____ INPUT MATERIAL

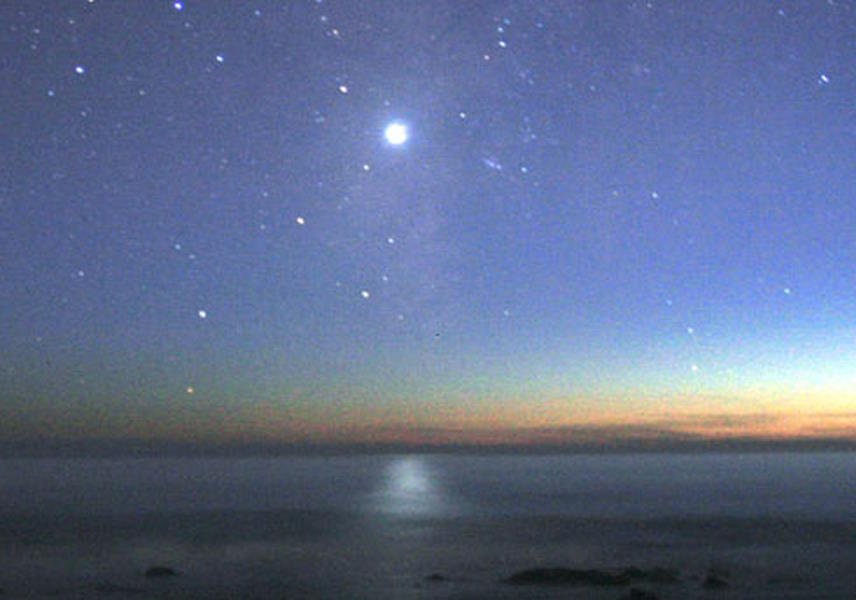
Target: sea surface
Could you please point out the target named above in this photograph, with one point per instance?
(778, 525)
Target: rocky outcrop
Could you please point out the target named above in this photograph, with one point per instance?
(591, 577)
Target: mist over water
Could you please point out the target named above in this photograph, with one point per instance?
(377, 525)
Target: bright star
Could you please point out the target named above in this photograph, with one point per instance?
(395, 133)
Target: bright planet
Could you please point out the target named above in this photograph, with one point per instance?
(396, 133)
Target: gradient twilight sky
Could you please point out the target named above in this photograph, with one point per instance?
(608, 218)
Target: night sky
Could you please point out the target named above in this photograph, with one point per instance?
(385, 221)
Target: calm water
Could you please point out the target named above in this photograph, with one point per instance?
(780, 525)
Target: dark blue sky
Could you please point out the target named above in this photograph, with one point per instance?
(612, 214)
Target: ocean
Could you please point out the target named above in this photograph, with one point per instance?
(763, 525)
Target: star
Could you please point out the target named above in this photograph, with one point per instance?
(396, 133)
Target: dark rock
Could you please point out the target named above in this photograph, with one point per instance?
(655, 575)
(638, 594)
(714, 582)
(561, 576)
(160, 571)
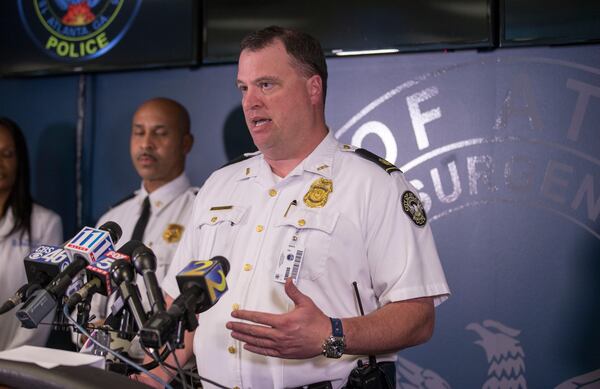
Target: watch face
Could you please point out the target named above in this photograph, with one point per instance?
(335, 346)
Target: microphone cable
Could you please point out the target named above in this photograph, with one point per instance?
(186, 372)
(124, 359)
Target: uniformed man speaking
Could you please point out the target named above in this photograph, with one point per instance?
(301, 221)
(157, 213)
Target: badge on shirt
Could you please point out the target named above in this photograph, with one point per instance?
(413, 207)
(317, 195)
(172, 233)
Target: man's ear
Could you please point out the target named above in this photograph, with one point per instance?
(188, 142)
(314, 86)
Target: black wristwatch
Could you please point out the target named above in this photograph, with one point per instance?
(335, 345)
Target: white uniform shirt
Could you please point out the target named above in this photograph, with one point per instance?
(171, 206)
(360, 234)
(46, 228)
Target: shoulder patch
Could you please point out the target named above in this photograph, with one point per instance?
(128, 197)
(412, 206)
(385, 165)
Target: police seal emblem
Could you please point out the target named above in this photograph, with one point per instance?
(317, 195)
(77, 30)
(172, 233)
(413, 207)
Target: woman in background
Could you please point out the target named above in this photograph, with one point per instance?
(23, 226)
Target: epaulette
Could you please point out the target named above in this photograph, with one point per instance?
(382, 163)
(128, 197)
(241, 158)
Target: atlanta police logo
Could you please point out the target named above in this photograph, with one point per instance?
(413, 207)
(77, 30)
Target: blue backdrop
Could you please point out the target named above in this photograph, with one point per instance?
(503, 147)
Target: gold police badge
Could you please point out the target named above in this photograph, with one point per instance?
(172, 233)
(413, 207)
(317, 195)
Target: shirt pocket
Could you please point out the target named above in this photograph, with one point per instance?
(315, 229)
(218, 230)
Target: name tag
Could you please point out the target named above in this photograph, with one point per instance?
(290, 262)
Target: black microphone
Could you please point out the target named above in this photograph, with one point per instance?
(98, 274)
(144, 261)
(86, 247)
(123, 275)
(41, 265)
(202, 283)
(15, 299)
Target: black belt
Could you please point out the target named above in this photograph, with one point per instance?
(389, 368)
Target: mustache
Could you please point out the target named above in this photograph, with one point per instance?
(142, 154)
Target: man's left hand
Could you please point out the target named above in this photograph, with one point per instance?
(297, 334)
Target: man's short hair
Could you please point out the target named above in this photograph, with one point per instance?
(305, 50)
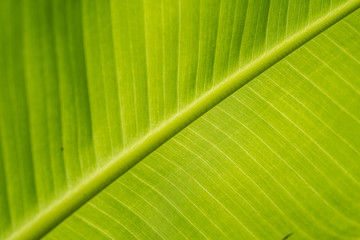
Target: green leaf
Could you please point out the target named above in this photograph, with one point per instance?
(279, 157)
(90, 88)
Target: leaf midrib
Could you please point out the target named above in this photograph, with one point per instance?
(60, 209)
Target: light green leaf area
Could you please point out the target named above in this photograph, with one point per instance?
(90, 88)
(279, 157)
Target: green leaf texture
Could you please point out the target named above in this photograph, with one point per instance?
(278, 157)
(90, 88)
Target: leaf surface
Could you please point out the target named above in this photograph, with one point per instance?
(90, 88)
(279, 157)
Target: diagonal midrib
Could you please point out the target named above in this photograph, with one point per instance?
(60, 209)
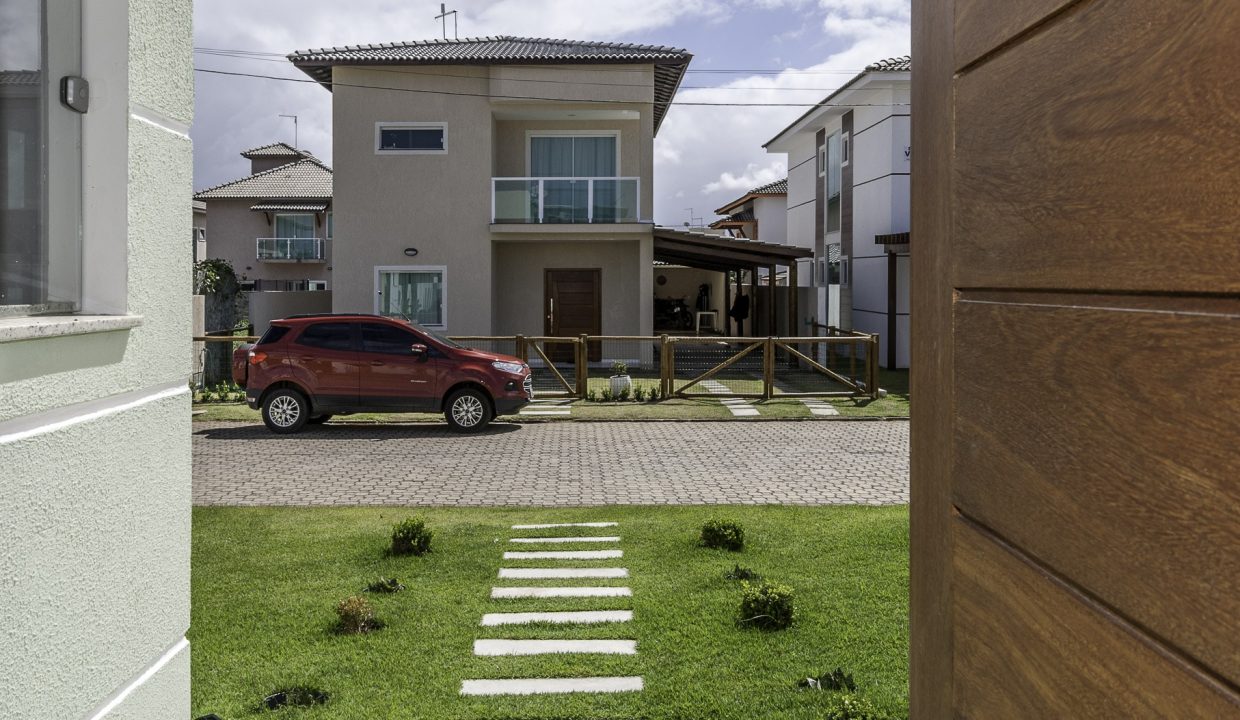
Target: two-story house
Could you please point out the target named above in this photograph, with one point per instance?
(497, 185)
(848, 200)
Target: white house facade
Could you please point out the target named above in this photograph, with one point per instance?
(94, 315)
(848, 200)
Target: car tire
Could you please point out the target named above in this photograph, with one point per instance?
(468, 410)
(285, 410)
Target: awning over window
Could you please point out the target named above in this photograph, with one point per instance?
(289, 207)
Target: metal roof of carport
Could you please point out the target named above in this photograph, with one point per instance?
(721, 253)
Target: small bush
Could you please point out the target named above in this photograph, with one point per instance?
(356, 616)
(723, 534)
(739, 573)
(295, 697)
(766, 606)
(385, 585)
(836, 680)
(411, 537)
(850, 706)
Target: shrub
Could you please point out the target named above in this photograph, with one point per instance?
(723, 534)
(739, 573)
(836, 680)
(765, 606)
(356, 616)
(295, 697)
(850, 706)
(385, 585)
(411, 537)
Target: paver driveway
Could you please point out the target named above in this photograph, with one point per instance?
(554, 464)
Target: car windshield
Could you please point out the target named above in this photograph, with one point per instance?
(440, 337)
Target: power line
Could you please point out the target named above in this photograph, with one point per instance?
(572, 100)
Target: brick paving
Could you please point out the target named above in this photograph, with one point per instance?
(554, 464)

________

• _PROBLEM DETAILS_: From the listing above, print every entry precisely and drop the pictures.

• _THE OUTPUT_:
Target: sea surface
Could you please point out the target named above in this photograph, with one point per instance?
(778, 525)
Target: rocky outcrop
Could you please point out the target named above in this photograph, with one point per instance?
(591, 577)
Target: mist over water
Could you please point out the target named above in this photograph, with one point per instance?
(377, 525)
Target: bright star
Could you please point out the target named above in this photograph, with one point per instance?
(395, 133)
Target: bright planet
Could you please point out the target named above in this photograph, with one point per instance?
(396, 133)
Target: gradient twilight sky
Could you please point out the target named above in this photograph, with one point per instance?
(608, 218)
Target: night sky
Could you please point out the target named above in this photograph, with one point per instance?
(385, 221)
Target: calm water
Could you please point out the target named above in this photograph, with one point per instance?
(780, 525)
Target: dark blue sky
Could you please point out the target named above in this photograph, with one point per instance?
(612, 214)
Target: ocean
Could you please point out the target named above in this photograph, with one point per instance?
(763, 525)
Target: star
Could you please point out the target named above in this photograph, with one point per instance?
(396, 133)
Target: dark rock
Could you please point out the target named above in this photograph, with one point per instance?
(655, 575)
(638, 594)
(714, 582)
(561, 576)
(160, 571)
Target: watch face
Could you please point out the target named above in this photograph, with one point per instance?
(335, 346)
Target: microphone cable
Could you please point out the target named above in this photograph, with one point per instance?
(186, 372)
(124, 359)
Target: uniformed man speaking
Could you please point out the target named above in this photograph, with one point per instance?
(301, 221)
(157, 213)
Target: badge on shirt
Could you please point out the target named above in this photograph, with one point per instance?
(413, 207)
(317, 195)
(172, 233)
Target: man's ear
Could you please point out the target named above in this photograph, with one point per instance?
(188, 142)
(314, 86)
Target: black wristwatch
Could you please point out the target named above in this photograph, with one point per instance?
(335, 345)
Target: white uniform shirt
Could you please point out the target named above in this photograph, with one point per instance?
(171, 206)
(360, 234)
(46, 228)
Target: shoulder patch
Could you please point out the target named above in this photograph, with one point per instance?
(128, 197)
(412, 206)
(385, 165)
Target: police seal emblem
Could you please point out the target named above in this photograph, with one point per instance?
(317, 195)
(77, 30)
(172, 233)
(413, 207)
Target: woman in background
Could you please point out the target named above in this photograph, with one point per instance?
(23, 226)
Target: epaulette
Could you please point out the target named above in this photograph, with one point per instance?
(382, 163)
(128, 197)
(241, 158)
Target: atlanta police logo
Could you please point out the target named above in this photograph, with one point per instance?
(413, 207)
(77, 30)
Target: blue backdrop
Could you please point out the target named above in this photograph, with one point per instance?
(503, 147)
Target: gold police badge
Could you please point out the target named above in this photograph, with one point per instance?
(172, 233)
(413, 207)
(317, 195)
Target: shirt pocket
Could you please point out the target named above in this photograph, with one point per instance?
(315, 229)
(218, 230)
Target: name tag
Could you please point out the target named above in this photograph, with one point per instance?
(290, 262)
Target: black microphone
Could you please point out the target named above in this photograph, with one point per instance?
(98, 274)
(144, 261)
(86, 247)
(123, 275)
(41, 265)
(202, 283)
(15, 299)
Target: black belt
Could you please point out the target named above in this photograph, with one point per instance?
(389, 368)
Target: mustache
Could you please point out the target named above in this photograph, with one point per instance?
(142, 154)
Target: man's left hand
Could you please point out the target named above in this photograph, with one point per instance?
(297, 334)
Target: man's short hair
Could you please point out the target named above in this photograph, with one point per instance?
(305, 50)
Target: green leaf
Could you please point out the target named above in this photograph, with one point per instance?
(279, 157)
(90, 88)
Target: leaf midrib
Could you please point out the target named above in this photograph, with one point per instance?
(60, 209)
Target: light green leaf area
Could you please point out the target named above in this photograph, with one point per instance?
(90, 88)
(279, 157)
Target: green leaf texture
Could you please point out the target named above in this photograph, with one point per instance?
(278, 157)
(90, 88)
Target: leaf surface
Could you please point out the target named above in this photograph, with one point per instance?
(90, 88)
(279, 157)
Target: diagonal midrib
Could you please point out the target named above in this photograph, with one point per instance?
(60, 209)
Target: two-story house
Could you please point out the target named above in this photograph, with one point per instance?
(497, 185)
(848, 200)
Target: white house facade
Could you please point out the target named above in this photograph, with one point per instance?
(94, 315)
(848, 200)
Target: car tire
Could you please point out the target named above in this photograph, with one point per instance?
(468, 410)
(285, 410)
Target: awning over window
Could you please point out the target named above in this photograph, with one point per instance?
(289, 207)
Target: metal roof of carport
Could you please point out the target named above in this photograph, with one point per instance?
(721, 253)
Target: small bush
Could you please point out the target named above in this photograph, with one point per instance?
(356, 616)
(723, 534)
(739, 573)
(295, 697)
(766, 606)
(385, 585)
(836, 680)
(411, 537)
(850, 706)
Target: shrub
Could you please point out the target named above in this photograph, with one point per instance?
(723, 534)
(739, 573)
(836, 680)
(765, 606)
(356, 616)
(295, 697)
(850, 706)
(385, 585)
(411, 537)
Target: paver driveway
Could you please point out the target named above in this photograph, with one point per instance?
(554, 464)
Target: car windshield
Could you please point out the target named above in this photograph, with one point per instance?
(440, 337)
Target: power line
Could you please point out the target named above in this photograph, with one point per instance?
(572, 100)
Target: brick paving
Could you please point out the target named above in this photograph, with one point per instance?
(554, 464)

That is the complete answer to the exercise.